Currently, our simulation code uses CUDA and MPI for running on clusters. The CPU-only version uses an MPI+OpenMP hybrid. I’d like to adopt the latter to allow tighter communication between GPUs on the same node. The typical OpenMP program has the model “spawn, work, join; spawn, work, join; …” Can this be made compatible with the CUDA Runtime API? Currently, the runtime API specifically disallows context migration. It was mentioned elsewhere in the forum that this would be fixed in a future release, but without a timeframe. Is the only option for the Runtime API + OpenMP to keep all the threads live for the duration of the program?
In my application, spawning and joining are done very infrequently, so I am not concerned about overhead. Can the CUDA contexts be destroyed before the thread joins when using the runtime API, then recreated after the next spawn? Alternatively, is there a tentative timeframe for supporting context migration in the runtime API?
All the OpenMP compilers I know don’t actually spawn new worker threads, but keep them idling and reuse them to avoid the thread creation overhead.
So, as long as you just want each thread to have some context and don’t mind which one it is (and don’t mind not following the OpenMP specification literally), I think you could just create the contexts once and reuse them in each parallel section.
All the OpenMP compilers I know don’t actually spawn new worker threads, but keep them idling and reuse them to avoid the thread creation overhead.
So, as long as you just want each thread to have some context and don’t mind which one it is (and don’t mind not following the OpenMP specification literally), I think you could just create the contexts once and reuse them in each parallel section.
I experimented with this once, and it seemed to work, but I ultimately abandoned the approach because I was uncomfortable relying on unspecified OpenMP behavior. (And it turned out that I didn’t need it for the project.) It is certainly true that any fast OpenMP implementation needs to reuse threads in different parallel sections because on most platform, spawning a thread is a slow operation. However, I don’t think the standard actually specifies the lifetime of a thread, so you are not guaranteed to get the same set of threads in every parallel section.
I think the “right” way to do this would require the driver API. You’d have to make an array of structures holding information for each GPU (the CUContext plus any device pointers). Upon entering a parallel section, each thread would index on threadID and grab their GPU’s information. Then they would cuCtxPushCurrent to attach that context to their CPU thread, do some work, and at the end of the parallel section, call cuCtxPopCurrent to allow the GPU context to be reattached to a different thread in the next parallel section.
If you frequently enter and exit parallel sections, this is likely to be so slow that it kills performance (despite being correct no matter how the OpenMP implementation works). You might want to try the simpler approach first and choose to “live dangerously.” :)

◆ JOBS ◆
• 1. Quote the CUDA and OpenMP thread from "I think the" to "next parallel section.".
• 2. In the CUDA and OpenMP thread, which driver API call does each thread make at the end of a parallel section so that the GPU context can be reattached to a different thread?

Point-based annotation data
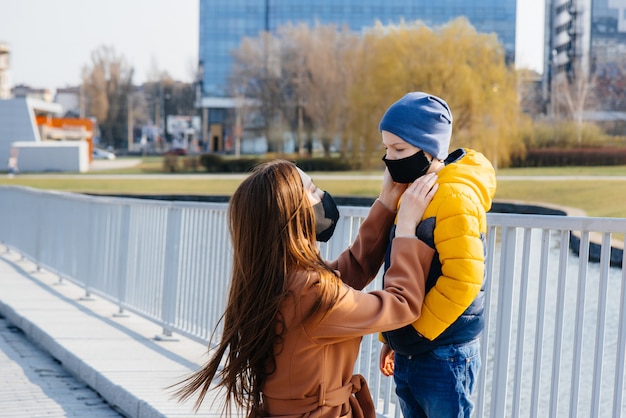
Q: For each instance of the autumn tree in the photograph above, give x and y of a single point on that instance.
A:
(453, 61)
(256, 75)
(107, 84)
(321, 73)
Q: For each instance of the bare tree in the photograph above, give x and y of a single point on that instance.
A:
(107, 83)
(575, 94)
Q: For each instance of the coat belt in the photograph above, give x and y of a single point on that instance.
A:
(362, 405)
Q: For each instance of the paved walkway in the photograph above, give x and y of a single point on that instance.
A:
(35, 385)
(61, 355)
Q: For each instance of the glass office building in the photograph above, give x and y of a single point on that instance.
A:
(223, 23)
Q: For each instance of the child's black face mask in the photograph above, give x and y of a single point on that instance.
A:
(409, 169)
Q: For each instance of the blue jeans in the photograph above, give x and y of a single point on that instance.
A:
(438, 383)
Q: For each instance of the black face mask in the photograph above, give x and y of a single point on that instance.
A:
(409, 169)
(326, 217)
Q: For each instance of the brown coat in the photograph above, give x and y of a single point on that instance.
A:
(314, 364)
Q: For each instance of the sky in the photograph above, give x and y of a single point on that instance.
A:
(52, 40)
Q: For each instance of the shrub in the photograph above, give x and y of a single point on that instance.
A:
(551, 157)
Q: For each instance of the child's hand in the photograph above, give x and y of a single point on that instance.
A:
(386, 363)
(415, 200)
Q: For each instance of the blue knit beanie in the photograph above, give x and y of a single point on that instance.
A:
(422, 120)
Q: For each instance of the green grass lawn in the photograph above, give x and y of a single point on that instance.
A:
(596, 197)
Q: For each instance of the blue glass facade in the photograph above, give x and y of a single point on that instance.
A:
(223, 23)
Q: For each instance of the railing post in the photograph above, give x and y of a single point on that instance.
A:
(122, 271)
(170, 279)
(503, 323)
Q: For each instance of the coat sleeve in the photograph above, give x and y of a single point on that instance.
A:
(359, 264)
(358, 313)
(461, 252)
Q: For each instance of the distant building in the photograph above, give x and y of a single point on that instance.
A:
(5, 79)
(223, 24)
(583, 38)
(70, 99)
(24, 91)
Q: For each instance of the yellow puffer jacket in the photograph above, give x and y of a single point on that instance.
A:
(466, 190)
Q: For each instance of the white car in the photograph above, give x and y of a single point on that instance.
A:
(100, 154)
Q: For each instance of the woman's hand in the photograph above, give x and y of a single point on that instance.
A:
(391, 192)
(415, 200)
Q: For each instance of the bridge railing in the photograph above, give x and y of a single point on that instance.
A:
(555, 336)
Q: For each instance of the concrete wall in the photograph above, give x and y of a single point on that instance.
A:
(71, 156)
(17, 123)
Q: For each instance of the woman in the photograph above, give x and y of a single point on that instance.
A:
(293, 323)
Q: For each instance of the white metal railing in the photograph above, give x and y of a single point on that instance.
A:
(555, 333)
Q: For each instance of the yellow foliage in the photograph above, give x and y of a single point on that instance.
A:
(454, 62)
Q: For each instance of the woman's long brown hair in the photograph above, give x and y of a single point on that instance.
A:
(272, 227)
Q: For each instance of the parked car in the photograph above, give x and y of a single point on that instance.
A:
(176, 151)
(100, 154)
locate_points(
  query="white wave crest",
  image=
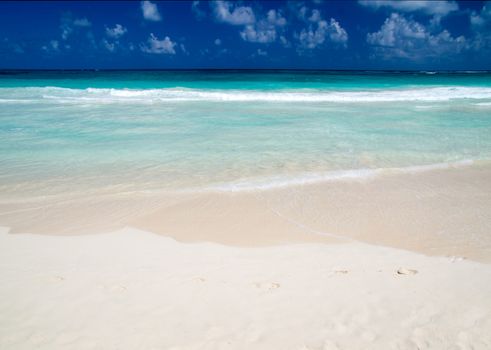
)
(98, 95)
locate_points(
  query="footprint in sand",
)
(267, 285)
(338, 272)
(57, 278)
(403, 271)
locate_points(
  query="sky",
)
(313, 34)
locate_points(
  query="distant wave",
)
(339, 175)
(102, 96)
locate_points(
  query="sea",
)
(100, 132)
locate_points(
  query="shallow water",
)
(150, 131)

◆ COMPLETED EXERCISE ◆
• 1.
I think the “right” way to do this would require the driver API. You’d have to make an array of structures holding information for each GPU (the CUContext plus any device pointers). Upon entering a parallel section, each thread would index on threadID and grab their GPU’s information. Then they would cuCtxPushCurrent to attach that context to their CPU thread, do some work, and at the end of the parallel section, call cuCtxPopCurrent to allow the GPU context to be reattached to a different thread in the next parallel section.

• 2. cuCtxPopCurrent